> [Stored items]:
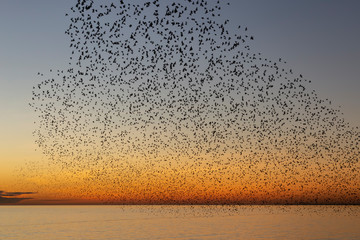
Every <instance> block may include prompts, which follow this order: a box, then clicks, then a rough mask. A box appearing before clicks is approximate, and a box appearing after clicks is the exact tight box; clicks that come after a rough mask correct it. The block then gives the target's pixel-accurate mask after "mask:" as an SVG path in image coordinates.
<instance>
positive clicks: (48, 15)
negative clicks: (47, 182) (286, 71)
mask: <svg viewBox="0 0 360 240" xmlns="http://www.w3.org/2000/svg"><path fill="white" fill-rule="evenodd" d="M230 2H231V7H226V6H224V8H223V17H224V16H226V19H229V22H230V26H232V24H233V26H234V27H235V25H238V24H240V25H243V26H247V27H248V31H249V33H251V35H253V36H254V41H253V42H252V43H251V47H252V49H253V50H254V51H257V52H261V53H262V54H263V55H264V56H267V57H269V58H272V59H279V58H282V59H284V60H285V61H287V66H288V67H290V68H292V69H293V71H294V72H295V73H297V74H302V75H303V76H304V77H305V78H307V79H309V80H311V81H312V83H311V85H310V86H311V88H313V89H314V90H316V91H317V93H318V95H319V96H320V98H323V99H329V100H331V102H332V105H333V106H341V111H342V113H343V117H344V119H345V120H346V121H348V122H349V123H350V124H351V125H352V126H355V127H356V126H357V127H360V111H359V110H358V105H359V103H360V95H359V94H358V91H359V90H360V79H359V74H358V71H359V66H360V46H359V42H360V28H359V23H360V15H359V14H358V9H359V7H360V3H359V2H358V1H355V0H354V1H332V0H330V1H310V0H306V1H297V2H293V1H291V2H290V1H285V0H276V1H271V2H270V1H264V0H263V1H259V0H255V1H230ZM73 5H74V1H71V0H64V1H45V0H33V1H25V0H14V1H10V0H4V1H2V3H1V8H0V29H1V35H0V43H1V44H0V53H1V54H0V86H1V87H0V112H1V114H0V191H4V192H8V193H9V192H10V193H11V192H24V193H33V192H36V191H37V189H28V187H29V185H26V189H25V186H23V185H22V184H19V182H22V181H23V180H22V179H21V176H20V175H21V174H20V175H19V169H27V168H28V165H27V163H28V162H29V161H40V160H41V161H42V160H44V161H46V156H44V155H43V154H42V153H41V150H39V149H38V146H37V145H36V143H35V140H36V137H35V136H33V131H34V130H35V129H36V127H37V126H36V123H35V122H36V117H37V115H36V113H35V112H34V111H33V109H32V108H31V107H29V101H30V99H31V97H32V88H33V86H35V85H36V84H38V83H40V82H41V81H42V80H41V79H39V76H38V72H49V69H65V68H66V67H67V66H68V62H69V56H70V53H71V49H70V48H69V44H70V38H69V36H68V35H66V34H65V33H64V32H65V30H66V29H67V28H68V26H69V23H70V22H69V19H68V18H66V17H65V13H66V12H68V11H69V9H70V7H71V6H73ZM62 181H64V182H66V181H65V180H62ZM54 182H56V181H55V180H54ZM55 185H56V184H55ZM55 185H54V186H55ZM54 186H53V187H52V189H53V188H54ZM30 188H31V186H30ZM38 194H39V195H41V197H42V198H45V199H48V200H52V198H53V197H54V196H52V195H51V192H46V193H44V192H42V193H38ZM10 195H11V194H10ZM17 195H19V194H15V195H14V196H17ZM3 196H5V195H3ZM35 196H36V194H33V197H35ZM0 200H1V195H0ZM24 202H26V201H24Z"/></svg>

---

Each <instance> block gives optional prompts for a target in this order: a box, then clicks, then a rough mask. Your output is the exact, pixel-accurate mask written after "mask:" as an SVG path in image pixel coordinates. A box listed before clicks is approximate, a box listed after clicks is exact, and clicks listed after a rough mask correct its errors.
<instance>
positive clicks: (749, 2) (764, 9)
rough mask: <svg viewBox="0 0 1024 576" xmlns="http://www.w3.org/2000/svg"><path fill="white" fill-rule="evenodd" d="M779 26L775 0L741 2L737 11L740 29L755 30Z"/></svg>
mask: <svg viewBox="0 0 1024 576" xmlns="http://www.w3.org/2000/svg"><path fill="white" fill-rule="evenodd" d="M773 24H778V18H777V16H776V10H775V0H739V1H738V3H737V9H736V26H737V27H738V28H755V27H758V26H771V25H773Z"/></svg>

...

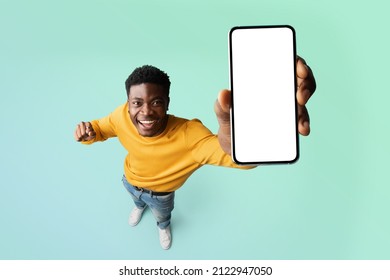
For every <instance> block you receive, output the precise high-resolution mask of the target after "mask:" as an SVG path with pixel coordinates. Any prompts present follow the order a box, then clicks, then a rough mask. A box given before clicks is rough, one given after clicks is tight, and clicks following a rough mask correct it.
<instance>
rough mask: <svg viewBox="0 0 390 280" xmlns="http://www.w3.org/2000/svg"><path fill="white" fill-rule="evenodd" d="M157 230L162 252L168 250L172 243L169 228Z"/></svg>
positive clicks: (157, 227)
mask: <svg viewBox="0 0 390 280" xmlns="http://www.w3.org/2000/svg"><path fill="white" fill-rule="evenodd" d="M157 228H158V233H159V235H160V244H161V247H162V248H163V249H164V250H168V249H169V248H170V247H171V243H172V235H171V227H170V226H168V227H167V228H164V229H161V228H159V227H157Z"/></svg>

> [WHAT YOU SHOULD DO]: Find the word "accurate" in the entries above. Copy every line that has it.

> [COMPLETED TASK]:
Every <instance> block may include prompts, which follow this order: a box, then clicks, then a rough mask. A box appearing before clicks is approximate, and a box appearing after clicks is the exact tight box; clicks that come after a rough mask correct it. The block then gives the target's pixel-accurate mask after "mask:" as an SVG path in image coordinates.
Each <instance> block gives optional prompts for a target in this order: a box, then clicks, then a rough mask. Your output is the exact, pixel-accurate mask written after "mask:" as an SVG path in image pixel coordinates. A box listed before clicks is approximate, a box listed after clicks is exact, and clicks listed after a rough mask correct its errors.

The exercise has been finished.